§ **ESERCIZIO**
Individua nelle voci seguenti tutte le righe che contengono la parola "shrub" e copiale. Distingui tra maiuscole e minuscole.

§ **VOCI RIPORTATE**
------------------------------------------------

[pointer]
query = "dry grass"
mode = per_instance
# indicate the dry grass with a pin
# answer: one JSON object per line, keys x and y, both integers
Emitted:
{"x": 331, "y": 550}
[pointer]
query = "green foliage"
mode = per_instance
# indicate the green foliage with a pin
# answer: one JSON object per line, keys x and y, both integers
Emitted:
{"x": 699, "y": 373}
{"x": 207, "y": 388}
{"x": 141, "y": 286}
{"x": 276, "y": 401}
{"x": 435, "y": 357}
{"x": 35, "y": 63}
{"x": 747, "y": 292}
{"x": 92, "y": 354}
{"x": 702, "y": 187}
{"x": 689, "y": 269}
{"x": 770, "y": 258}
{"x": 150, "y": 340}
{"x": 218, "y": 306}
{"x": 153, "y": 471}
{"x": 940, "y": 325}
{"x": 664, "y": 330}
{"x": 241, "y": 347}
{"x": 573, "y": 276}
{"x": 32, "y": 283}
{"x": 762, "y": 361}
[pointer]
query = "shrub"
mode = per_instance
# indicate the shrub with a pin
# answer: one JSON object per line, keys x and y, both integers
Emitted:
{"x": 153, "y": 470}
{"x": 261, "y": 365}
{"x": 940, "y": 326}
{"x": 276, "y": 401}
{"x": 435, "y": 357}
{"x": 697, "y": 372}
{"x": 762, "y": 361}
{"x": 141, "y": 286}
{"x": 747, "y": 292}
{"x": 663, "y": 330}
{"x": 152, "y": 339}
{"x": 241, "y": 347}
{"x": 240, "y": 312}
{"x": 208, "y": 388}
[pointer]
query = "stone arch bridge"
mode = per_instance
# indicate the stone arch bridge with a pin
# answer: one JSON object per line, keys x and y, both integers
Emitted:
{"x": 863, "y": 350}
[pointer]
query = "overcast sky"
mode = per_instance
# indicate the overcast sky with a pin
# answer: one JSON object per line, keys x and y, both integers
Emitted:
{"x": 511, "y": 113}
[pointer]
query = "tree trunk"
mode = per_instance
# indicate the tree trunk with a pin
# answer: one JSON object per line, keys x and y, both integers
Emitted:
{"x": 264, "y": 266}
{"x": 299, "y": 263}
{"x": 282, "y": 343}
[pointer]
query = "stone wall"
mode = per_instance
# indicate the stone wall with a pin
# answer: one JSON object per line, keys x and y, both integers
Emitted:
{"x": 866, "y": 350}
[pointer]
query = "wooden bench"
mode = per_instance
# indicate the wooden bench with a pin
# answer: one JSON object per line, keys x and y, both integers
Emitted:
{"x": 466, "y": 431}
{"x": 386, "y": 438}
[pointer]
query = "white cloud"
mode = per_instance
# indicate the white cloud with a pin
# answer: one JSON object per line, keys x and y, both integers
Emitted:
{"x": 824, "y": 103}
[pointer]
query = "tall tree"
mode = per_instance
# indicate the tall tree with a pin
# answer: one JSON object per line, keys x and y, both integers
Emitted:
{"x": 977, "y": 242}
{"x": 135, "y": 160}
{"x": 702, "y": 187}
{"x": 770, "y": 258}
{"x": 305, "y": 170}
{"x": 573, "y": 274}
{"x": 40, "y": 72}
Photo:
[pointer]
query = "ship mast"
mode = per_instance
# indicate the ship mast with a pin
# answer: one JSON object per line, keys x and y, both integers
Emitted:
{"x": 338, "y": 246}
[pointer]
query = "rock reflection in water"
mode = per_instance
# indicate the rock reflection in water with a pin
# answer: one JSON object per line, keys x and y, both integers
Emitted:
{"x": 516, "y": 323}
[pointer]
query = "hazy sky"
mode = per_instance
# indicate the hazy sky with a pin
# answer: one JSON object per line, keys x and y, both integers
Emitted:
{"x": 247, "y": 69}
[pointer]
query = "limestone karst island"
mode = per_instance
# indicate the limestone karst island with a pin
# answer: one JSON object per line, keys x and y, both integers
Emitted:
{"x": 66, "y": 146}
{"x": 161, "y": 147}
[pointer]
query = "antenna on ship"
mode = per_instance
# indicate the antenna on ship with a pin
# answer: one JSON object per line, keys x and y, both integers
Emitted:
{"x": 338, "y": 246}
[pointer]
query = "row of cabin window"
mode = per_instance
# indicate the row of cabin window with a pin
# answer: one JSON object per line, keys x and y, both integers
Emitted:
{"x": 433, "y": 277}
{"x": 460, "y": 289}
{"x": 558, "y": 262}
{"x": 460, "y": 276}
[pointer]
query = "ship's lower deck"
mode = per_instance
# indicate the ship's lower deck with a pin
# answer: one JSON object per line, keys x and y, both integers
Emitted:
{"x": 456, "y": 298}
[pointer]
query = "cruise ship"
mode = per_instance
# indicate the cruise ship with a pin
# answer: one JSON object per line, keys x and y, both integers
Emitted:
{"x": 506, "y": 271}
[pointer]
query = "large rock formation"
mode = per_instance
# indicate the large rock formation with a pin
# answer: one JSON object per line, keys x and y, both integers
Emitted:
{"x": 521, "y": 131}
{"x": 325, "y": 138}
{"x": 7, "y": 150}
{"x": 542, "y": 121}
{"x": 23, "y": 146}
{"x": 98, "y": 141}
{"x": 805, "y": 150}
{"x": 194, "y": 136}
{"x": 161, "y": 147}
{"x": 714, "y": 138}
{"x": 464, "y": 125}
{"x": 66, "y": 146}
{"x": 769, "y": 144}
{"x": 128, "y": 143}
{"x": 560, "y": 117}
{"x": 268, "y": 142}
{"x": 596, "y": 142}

------------------------------------------------

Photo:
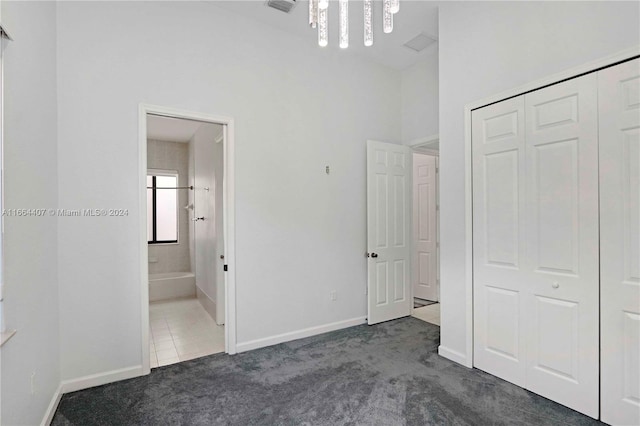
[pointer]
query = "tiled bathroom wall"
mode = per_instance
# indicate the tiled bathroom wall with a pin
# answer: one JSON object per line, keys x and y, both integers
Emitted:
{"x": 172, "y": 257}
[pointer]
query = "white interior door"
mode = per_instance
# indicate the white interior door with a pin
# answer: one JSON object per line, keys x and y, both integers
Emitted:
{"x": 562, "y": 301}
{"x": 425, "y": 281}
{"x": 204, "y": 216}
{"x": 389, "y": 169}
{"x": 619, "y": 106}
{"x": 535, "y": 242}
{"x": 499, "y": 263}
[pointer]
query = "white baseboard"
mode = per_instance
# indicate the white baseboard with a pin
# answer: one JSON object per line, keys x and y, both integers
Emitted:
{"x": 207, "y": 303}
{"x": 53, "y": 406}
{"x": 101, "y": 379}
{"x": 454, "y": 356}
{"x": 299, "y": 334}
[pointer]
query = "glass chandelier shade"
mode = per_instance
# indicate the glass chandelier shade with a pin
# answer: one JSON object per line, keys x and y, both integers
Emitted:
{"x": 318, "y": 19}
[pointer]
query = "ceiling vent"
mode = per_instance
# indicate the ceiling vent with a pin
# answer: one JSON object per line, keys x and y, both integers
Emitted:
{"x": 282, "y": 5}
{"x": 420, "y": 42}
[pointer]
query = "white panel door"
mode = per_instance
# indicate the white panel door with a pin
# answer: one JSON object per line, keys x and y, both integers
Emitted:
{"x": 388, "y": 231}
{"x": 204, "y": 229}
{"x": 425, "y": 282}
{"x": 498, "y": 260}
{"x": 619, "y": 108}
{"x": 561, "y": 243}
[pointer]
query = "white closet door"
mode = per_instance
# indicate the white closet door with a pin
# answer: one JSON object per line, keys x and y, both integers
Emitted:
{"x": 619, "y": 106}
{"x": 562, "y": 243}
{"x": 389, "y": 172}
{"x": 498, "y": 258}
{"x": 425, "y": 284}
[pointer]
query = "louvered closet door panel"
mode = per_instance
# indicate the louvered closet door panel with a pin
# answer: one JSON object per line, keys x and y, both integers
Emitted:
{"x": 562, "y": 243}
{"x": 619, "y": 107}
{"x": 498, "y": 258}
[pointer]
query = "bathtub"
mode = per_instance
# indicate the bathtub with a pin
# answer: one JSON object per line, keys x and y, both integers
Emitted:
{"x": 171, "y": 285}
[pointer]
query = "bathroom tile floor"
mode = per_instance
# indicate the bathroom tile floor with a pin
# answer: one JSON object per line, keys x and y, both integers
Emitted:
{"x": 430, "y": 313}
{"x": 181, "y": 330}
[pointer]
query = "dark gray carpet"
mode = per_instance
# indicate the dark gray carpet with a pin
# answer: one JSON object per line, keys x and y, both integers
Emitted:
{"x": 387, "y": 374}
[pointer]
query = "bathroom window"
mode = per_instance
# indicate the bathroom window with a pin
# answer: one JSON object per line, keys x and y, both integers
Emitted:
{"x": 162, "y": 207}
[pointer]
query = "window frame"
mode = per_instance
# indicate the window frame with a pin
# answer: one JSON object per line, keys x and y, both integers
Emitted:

------------------------------------------------

§ **RISULTATO QUI SOTTO**
query = "shrub"
# indicate the shrub with a pin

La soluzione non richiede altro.